▶ _Dataset content_:
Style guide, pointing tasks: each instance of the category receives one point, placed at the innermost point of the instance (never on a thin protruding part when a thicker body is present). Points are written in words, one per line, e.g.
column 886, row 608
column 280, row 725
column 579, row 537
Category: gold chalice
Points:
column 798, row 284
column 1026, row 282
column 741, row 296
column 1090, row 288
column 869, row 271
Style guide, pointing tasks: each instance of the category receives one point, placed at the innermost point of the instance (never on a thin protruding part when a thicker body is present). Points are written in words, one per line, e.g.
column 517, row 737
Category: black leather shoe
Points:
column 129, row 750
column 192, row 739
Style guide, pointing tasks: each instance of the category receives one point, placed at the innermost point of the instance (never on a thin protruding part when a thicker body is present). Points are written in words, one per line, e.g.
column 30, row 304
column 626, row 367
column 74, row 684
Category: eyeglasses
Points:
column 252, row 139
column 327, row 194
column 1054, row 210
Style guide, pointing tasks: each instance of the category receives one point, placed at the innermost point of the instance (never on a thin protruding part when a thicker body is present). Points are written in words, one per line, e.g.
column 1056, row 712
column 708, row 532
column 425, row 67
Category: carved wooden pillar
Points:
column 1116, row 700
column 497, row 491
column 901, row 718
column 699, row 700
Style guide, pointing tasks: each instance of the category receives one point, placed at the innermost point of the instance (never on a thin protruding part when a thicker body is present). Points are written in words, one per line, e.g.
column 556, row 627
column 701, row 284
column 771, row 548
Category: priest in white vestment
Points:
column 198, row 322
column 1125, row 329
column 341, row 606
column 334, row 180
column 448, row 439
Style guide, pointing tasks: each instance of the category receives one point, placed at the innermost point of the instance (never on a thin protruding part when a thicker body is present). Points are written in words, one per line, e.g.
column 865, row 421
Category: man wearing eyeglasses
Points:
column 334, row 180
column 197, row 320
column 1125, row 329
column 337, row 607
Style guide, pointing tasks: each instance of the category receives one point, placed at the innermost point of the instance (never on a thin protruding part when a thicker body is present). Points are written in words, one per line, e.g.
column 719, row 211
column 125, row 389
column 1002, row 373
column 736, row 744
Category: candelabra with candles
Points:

▶ _Exercise prompt_:
A line belongs in the answer if it contains the word "eyeglasses"; copy every such line from the data above.

▶ _Exercise response_:
Category: eyeglasses
Category: man wearing eyeglasses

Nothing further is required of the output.